**UIT TE VOEREN OPDRACHTEN**
1. Beantwoord deze vragen over de tekst over de kruidentuin:
(a) Welk kruid plant je in een pot die je ingraaft?
(b) Van welk kruid zaai je een rijtje als je er veel van gebruikt?
(c) Hoeveel water per kruid per week noemt de tekst als maatstaf?
2. Geef het stuk uit de tekst over de kruidentuin woordelijk weer, van "Wees voorzichtig met" tot en met "Zaaien of planten?".

Wees voorzichtig met mierikswortel, die durft te woekeren. En plant munt in een pot die je ingraaft, om hem in toom te houden.
En nu aan de slag!
1. Zaaien of planten?
Eenjarige kruiden zaai je, dat is het goedkoopst, maar van vaste kruiden heb je doorgaans maar één plant per soort nodig; die kun je beter als plantje kopen. Gebruik je veel bieslook, zaai daar dan wél een rijtje van. Koop altijd biologische kruidenplanten en -zaden, o.a. bij Ecoflora, De Verwildering, De Bloemerij, Kruiden Claus, Les Semailles…
2. Plekjes open laten
Laat wat plaats tussen je vaste groene kruiden en zaai er in de lente basilicum, peterselie, dille, koriander, kervel… of eetbare bloemen zoals komkommerkruid en Oost-Indische kers tussen.
3. Water doseren
Net zoals in de siertuin geef je ook in de kruidentuin liever geen extra water. Planten moeten op eigen kracht kunnen overleven. Heb je je tuintje net aangelegd en volgt er een erg droge periode, hou je dan aan dé waterregel: veel in één keer. Een halve liter per kruid per week is een prima maatstaf. Vergeet niet: hoe meer water, hoe waterachtiger de smaak!

**VERSTREKTE GEGEVENS**
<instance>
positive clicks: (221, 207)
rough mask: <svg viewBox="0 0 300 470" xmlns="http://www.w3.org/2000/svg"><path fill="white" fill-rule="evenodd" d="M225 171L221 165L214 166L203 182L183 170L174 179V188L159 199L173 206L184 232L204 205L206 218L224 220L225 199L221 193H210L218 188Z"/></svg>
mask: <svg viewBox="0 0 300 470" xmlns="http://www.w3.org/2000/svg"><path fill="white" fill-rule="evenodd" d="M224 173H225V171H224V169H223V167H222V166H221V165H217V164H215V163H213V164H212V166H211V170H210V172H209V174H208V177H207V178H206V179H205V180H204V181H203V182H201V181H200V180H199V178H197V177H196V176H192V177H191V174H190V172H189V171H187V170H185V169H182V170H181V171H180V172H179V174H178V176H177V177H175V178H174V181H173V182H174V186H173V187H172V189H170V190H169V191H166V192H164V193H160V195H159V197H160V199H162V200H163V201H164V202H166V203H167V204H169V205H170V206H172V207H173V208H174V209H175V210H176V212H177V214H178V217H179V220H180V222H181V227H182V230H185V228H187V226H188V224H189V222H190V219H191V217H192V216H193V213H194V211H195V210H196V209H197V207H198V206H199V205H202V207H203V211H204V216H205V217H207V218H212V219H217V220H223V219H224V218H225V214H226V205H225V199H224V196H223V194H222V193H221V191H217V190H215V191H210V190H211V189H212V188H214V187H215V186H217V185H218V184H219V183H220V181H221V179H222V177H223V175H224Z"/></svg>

**ANTWOORDEN PER OPDRACHT**
1.
(a) Munt.
(b) Bieslook.
(c) Een halve liter.

2.
Wees voorzichtig met mierikswortel, die durft te woekeren. En plant munt in een pot die je ingraaft, om hem in toom te houden.
En nu aan de slag!
1. Zaaien of planten?